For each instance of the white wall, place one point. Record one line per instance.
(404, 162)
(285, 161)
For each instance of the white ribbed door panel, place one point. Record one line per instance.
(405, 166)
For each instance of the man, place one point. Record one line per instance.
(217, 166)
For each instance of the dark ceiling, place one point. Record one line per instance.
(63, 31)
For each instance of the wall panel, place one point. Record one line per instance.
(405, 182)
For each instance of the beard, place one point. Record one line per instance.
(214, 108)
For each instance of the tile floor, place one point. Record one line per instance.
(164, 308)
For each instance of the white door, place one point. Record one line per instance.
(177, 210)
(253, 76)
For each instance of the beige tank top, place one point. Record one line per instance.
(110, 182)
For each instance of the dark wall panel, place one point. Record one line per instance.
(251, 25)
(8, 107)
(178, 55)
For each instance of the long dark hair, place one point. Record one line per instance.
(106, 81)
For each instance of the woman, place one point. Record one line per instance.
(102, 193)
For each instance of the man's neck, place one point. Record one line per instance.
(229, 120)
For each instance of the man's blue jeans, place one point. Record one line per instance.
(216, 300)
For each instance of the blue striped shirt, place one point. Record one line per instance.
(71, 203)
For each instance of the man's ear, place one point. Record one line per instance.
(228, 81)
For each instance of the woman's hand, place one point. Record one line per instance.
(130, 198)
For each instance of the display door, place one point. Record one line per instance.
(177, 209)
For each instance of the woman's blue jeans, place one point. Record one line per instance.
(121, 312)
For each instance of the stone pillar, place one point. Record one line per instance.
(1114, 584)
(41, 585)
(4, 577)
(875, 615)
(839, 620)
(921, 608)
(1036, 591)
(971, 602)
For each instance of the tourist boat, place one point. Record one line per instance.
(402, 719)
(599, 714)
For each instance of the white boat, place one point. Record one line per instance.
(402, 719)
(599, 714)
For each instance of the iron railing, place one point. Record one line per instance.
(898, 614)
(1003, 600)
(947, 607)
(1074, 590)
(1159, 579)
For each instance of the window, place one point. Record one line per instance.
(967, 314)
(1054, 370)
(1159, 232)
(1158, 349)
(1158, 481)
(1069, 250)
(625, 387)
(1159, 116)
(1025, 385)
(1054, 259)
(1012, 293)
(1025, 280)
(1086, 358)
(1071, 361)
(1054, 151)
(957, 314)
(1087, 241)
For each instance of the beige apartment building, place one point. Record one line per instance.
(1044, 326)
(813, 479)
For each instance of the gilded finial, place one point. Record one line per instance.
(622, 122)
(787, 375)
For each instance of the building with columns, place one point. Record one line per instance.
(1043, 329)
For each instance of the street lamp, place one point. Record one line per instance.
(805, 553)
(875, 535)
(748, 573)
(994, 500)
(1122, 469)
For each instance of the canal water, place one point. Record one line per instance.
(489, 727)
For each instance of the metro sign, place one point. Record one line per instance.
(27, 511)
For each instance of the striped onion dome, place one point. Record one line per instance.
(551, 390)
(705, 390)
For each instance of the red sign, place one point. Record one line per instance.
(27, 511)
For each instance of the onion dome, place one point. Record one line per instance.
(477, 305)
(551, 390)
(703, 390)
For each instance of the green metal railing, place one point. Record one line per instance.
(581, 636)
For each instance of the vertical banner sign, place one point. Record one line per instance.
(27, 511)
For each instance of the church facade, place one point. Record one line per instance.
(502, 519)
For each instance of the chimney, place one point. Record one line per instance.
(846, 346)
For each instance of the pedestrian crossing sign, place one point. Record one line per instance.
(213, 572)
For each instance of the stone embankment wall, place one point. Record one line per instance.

______

(Directions for this task)
Copy out every entry above again, switching each "place one point" to "mark a single point" and leaving everything else as it is.

(Problem solution)
For each instance of the white wall, mark a single point. Record one line per instance.
(404, 162)
(285, 161)
For each instance of the white ribbed door panel, mark a single point. Record one line per instance.
(405, 166)
For each instance of the man, mark a single point. Record one line per instance.
(217, 166)
For each instance of the dark ceiling, mark a single point. Record one line per instance.
(63, 31)
For each instance of the wall panel, mark a single point. Record one line per instance.
(405, 182)
For each instance of the beard, mark a single point. Record one line per instance.
(214, 108)
For each instance of the tile floor, mark a single point. Record one line per instance.
(164, 308)
For each instance of the white door, mark a single point. Record one line per instance.
(177, 210)
(253, 76)
For each instance of the beige tank top, mark a single point. Record one line per instance.
(110, 182)
For each instance of the dark wall panel, mark a single point. Record one line per instance.
(251, 25)
(8, 107)
(178, 55)
For each instance of the long dark hair, mark a single point. Record one line per instance.
(106, 81)
For each instance of the woman, mark a single point. Record one line per instance.
(102, 193)
For each instance of the man's neck, mark a single point. Record one line per instance.
(229, 120)
For each instance of the man's blue jeans, mark a single point. Record one line per instance.
(216, 300)
For each instance of the blue striped shirt, mark a single point. Record one line per instance.
(71, 203)
For each instance of the man's ear, mark a single point. Record one line per instance.
(228, 81)
For each instance of the woman's hand, mark a single point. Record one line per instance.
(130, 198)
For each instance of the display door, mark a single point. Record one line per instance.
(177, 209)
For each instance of the woman's blue jeans, mark a single point. Record one line per instance.
(121, 312)
For each instance of the stone pillar, mark a single point. Record one line per instance.
(1114, 584)
(41, 585)
(4, 577)
(875, 615)
(839, 620)
(921, 608)
(1036, 591)
(971, 602)
For each instance of the tourist boat, mark a single point. Record one line per instance.
(402, 719)
(599, 714)
For each instance of the white boat, mark a single point. Record one line per instance.
(402, 719)
(599, 714)
For each instance of the iron railing, mark a single point. Record one line per instance.
(898, 614)
(1003, 600)
(947, 607)
(1074, 590)
(1159, 579)
For each instance of the window, mark a single point. Record one line per instance.
(967, 314)
(1054, 370)
(1159, 232)
(1158, 349)
(1158, 481)
(1069, 250)
(625, 387)
(1159, 116)
(1025, 385)
(1054, 259)
(1012, 293)
(1025, 280)
(1086, 358)
(1071, 361)
(1054, 151)
(957, 314)
(1087, 241)
For each instance of the beige apartment building, mark a single point. Record one line per instance.
(1044, 326)
(813, 479)
For each instance of the gilded finial, mark a single point. Record one line per instance.
(622, 122)
(787, 375)
For each instance of the building with columns, mark a single point. Record one line per instance.
(1043, 329)
For each instance of the street lamp, mark a single point. Record one line per instance.
(805, 553)
(875, 535)
(748, 573)
(994, 500)
(1122, 469)
For each instance of the canal water, mark a single point. Record one line per instance.
(489, 727)
For each instance of the metro sign, mark a single point. Record one line per instance.
(27, 511)
For each instance of the striped onion dome, mark a single point. Record one line per instance.
(551, 390)
(705, 390)
For each instance of the red sign, mark a single point. Record one line per instance.
(27, 511)
For each instance of the onion dome, mark a single point. Record one line per instance.
(477, 305)
(551, 390)
(703, 390)
For each instance of the green metal railing, mark a single point. Record one line per instance.
(581, 636)
For each instance of the vertical banner sign, mark a single point. Record one line per instance.
(27, 511)
For each instance of the church facade, mark a single point. Record one line per instance.
(502, 519)
For each instance of the chimney, mark a single point. Record one line per instance.
(846, 346)
For each instance of the pedestrian crossing sign, mark a single point. Record one line per instance.
(213, 572)
For each instance of the stone embankment wall, mark a single point. Record one line per instance.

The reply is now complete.